§ **The data**
=== Begin Enclosure ===

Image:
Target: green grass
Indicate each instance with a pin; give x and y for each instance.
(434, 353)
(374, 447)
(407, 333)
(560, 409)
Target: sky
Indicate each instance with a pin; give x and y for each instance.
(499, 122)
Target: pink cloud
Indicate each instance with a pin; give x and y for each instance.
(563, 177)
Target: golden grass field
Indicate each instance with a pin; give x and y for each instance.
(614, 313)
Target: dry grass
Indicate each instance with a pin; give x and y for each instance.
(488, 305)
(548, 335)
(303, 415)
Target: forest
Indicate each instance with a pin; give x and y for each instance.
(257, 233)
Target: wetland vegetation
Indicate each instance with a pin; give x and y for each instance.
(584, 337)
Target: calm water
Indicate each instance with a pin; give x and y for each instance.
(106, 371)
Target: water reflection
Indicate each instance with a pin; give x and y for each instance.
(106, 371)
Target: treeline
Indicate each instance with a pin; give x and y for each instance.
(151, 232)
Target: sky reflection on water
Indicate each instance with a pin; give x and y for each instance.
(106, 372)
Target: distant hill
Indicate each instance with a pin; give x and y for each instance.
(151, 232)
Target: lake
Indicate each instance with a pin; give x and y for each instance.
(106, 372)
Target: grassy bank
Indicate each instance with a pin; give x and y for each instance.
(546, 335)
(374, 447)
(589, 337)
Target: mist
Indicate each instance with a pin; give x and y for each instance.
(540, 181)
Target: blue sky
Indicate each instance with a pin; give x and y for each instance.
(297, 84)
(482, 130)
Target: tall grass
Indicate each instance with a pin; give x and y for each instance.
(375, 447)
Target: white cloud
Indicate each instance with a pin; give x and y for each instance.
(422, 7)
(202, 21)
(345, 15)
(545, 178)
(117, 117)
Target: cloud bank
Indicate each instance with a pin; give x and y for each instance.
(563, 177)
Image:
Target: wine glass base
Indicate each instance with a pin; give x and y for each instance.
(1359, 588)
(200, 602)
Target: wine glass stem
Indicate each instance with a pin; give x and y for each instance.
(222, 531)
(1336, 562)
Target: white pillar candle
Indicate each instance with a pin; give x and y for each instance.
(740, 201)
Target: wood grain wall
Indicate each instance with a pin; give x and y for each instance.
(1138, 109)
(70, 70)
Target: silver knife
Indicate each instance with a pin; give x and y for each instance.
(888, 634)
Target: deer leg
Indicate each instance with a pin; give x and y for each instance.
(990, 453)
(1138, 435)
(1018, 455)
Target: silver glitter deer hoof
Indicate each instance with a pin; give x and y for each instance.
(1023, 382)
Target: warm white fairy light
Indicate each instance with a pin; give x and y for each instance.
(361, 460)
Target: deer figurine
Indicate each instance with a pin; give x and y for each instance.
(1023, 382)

=== End Enclosure ===

§ **Problem**
Reproduce the entries above exactly, but only the lines between the line holding "Target: wine glass stem" and the line holding "Target: deer figurine", inclusive.

§ **Output of the task**
Target: wine glass stem
Indicate each instance with a pin; give x and y for each instance.
(222, 531)
(1336, 562)
Target: white pillar candle
Indicate each instance with a pin; give x and y for each instance.
(740, 201)
Target: wood grain wall
Indicate each instance with a pin; give x and y for each instance.
(1138, 109)
(70, 70)
Target: silver knife
Indicate each instance with a pin; give x and y for each instance.
(888, 634)
Target: deer leg
Indicate each instance with a pin; give x and y for each instance.
(990, 453)
(1138, 435)
(1018, 455)
Target: silver glitter deer hoof
Indicate each instance with a pin; give x and y for each instance.
(1023, 382)
Target: warm white fairy light
Indicate each instance with a pin; give x and y for each instance.
(361, 460)
Target: deer figurine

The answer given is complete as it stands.